REQUIREMENT:
Because the material must match the original, reproduce every line of it exactly.

SOURCE DATA:
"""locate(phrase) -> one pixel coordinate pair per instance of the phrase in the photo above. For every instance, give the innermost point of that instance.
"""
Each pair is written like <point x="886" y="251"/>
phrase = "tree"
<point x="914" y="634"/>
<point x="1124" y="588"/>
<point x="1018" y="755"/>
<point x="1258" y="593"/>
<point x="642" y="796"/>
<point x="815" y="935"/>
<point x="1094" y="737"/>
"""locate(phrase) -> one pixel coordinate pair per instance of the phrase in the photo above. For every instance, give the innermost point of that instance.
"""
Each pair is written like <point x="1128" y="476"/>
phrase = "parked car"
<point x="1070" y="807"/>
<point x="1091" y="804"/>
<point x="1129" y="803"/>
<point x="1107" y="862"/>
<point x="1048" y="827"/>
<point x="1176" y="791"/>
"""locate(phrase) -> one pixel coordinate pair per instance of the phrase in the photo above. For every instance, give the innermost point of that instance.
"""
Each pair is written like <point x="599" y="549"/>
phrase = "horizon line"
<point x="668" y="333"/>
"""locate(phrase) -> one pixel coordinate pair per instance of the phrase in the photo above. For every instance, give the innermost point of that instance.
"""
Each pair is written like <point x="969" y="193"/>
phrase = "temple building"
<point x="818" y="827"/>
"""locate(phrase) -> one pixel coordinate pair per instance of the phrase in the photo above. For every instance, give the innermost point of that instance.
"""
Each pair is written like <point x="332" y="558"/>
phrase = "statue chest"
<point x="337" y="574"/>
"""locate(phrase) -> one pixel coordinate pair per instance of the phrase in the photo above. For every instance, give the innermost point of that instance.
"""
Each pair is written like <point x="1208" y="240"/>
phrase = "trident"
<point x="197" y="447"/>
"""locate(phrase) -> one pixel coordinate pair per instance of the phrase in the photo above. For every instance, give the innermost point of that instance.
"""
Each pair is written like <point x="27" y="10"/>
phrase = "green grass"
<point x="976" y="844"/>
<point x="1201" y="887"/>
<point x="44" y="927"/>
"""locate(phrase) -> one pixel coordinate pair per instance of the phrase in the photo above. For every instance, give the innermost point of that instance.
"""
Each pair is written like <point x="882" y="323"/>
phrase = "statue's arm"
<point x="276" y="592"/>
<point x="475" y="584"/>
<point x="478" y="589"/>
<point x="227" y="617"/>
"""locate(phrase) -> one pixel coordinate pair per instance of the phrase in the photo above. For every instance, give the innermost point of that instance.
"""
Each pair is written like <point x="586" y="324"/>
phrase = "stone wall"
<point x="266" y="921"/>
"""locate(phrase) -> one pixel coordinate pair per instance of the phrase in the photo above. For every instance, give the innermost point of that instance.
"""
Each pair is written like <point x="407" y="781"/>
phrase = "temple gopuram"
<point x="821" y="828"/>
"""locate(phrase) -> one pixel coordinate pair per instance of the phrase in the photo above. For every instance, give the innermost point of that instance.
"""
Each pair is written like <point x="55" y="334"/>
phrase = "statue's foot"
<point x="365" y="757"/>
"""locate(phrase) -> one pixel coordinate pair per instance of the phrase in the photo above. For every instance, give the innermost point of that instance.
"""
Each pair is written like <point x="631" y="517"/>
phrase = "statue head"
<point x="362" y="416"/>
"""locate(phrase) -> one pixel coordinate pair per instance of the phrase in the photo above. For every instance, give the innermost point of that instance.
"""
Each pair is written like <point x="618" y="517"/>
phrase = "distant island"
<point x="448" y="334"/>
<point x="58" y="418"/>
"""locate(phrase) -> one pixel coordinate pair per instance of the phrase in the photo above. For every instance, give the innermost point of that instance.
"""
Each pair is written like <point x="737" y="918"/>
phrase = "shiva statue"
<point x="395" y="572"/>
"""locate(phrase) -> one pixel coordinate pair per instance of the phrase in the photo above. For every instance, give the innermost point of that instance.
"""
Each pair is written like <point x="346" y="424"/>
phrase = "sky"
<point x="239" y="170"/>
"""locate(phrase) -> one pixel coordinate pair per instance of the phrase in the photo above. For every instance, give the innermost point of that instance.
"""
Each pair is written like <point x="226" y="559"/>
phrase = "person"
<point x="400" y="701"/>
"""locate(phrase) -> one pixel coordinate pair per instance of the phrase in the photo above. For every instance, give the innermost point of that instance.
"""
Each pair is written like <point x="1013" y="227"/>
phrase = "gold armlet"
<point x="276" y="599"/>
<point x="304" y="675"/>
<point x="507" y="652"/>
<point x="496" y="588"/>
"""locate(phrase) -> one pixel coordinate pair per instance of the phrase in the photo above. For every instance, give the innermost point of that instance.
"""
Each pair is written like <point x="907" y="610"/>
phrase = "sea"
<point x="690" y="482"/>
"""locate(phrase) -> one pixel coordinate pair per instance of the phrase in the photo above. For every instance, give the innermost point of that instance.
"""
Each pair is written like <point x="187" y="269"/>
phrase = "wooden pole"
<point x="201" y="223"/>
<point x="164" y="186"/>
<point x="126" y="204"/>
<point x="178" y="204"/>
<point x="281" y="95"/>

RESPONSE FOR THIS EXERCISE:
"""locate(phrase) -> one pixel coordinate pair per instance of the phrase in the photo above. For every instance, give the innermost point of that instance.
"""
Each pair is written like <point x="886" y="251"/>
phrase = "tree"
<point x="914" y="634"/>
<point x="1124" y="588"/>
<point x="1018" y="755"/>
<point x="1258" y="593"/>
<point x="642" y="796"/>
<point x="815" y="935"/>
<point x="1094" y="737"/>
"""locate(phrase) -> one pixel coordinate pair per instance of the phrase in the photo above. For every instance, give the innermost point of that instance.
"""
Each pair is written like <point x="1128" y="476"/>
phrase = "parked car"
<point x="1070" y="807"/>
<point x="1091" y="804"/>
<point x="1129" y="803"/>
<point x="1107" y="862"/>
<point x="1048" y="827"/>
<point x="1176" y="791"/>
"""locate(phrase) -> one pixel coordinate pair per instance of the phrase in the photo above. For every instance, give the innermost point of that instance.
"""
Each pair is written like <point x="599" y="549"/>
phrase = "horizon line"
<point x="668" y="333"/>
"""locate(phrase) -> one pixel coordinate pair per instance of the phrase in the photo above. For every instance, give the innermost point of that instance.
"""
Each pair is written like <point x="969" y="193"/>
phrase = "temple building"
<point x="818" y="827"/>
"""locate(phrase) -> one pixel coordinate pair per instance of the phrase in the photo above. For every instance, give the innermost point of that instance.
"""
Each pair is written like <point x="332" y="558"/>
phrase = "statue chest"
<point x="337" y="574"/>
"""locate(phrase) -> one pixel coordinate pair per instance of the phrase in the photo above. For every instance, give the innermost point of that instance.
"""
Each pair is written like <point x="1208" y="240"/>
phrase = "trident"
<point x="197" y="447"/>
"""locate(phrase) -> one pixel coordinate pair per instance of the phrase in the photo above. For every instance, give the innermost point of that instance.
"""
Each pair is written like <point x="27" y="10"/>
phrase = "green grass"
<point x="976" y="844"/>
<point x="1201" y="887"/>
<point x="44" y="927"/>
"""locate(phrase) -> one pixel coordinate pair per instance of the phrase in the photo above. For every instance, give the innermost point of that instance.
"""
Each pair is written like <point x="882" y="323"/>
phrase = "statue's arm"
<point x="276" y="592"/>
<point x="475" y="584"/>
<point x="478" y="589"/>
<point x="227" y="617"/>
"""locate(phrase) -> one pixel coordinate pair per instance of the phrase in the photo above. For every instance, give the innermost point of that instance.
"""
Each pair is written like <point x="586" y="324"/>
phrase = "stone wall"
<point x="266" y="921"/>
"""locate(phrase) -> one pixel coordinate pair per instance of the phrase in the photo above. For every instance, give the innermost point of that instance.
"""
Each pair is written like <point x="407" y="781"/>
phrase = "temple gopuram"
<point x="821" y="828"/>
"""locate(phrase) -> one pixel coordinate pair per instance of the phrase in the photo above. For every instance, give the innermost point of that instance.
"""
Each pair is written like <point x="55" y="334"/>
phrase = "statue's foot"
<point x="365" y="757"/>
"""locate(phrase) -> one pixel coordinate pair per instance of the phrase in the photo above. For every instance, give the innermost point of that instance.
"""
Each pair is written like <point x="631" y="517"/>
phrase = "statue head"
<point x="362" y="416"/>
"""locate(phrase) -> one pixel coordinate pair per instance of the phrase in the photo above. For every instance, give the innermost point of that instance.
"""
Each pair is written like <point x="618" y="517"/>
phrase = "distant island"
<point x="448" y="334"/>
<point x="58" y="418"/>
"""locate(phrase) -> one pixel coordinate pair per instance of the phrase in the photo above. For every instance, give the innermost point of that instance.
"""
Each pair is written like <point x="737" y="918"/>
phrase = "shiva statue"
<point x="395" y="572"/>
"""locate(phrase) -> one pixel coordinate pair per instance of the phrase in the photo above. For every instance, give the innermost point of that instance.
"""
Each pair is written like <point x="346" y="424"/>
phrase = "sky"
<point x="239" y="170"/>
"""locate(phrase) -> one pixel coordinate pair per instance of the phrase in the photo above. For every instance, give the innermost point of that instance.
"""
Each pair is written like <point x="226" y="559"/>
phrase = "person"
<point x="400" y="701"/>
"""locate(phrase) -> one pixel coordinate pair per instance of the phrase in the photo above. For every instance, give the innermost point of that instance.
"""
Each pair is written like <point x="1013" y="227"/>
phrase = "gold armlet"
<point x="276" y="599"/>
<point x="304" y="675"/>
<point x="507" y="652"/>
<point x="496" y="588"/>
"""locate(phrase) -> one pixel coordinate pair per instance of the phrase in the photo above. For every instance, give the innermost point of that instance.
"""
Each pair is written like <point x="907" y="610"/>
phrase = "sea"
<point x="690" y="482"/>
"""locate(phrase) -> one pixel coordinate pair per instance of the phrase in the photo above. For every instance, give the innermost point of that instance.
"""
Each pair is written like <point x="187" y="269"/>
phrase = "wooden pole"
<point x="201" y="223"/>
<point x="164" y="186"/>
<point x="126" y="204"/>
<point x="178" y="204"/>
<point x="281" y="95"/>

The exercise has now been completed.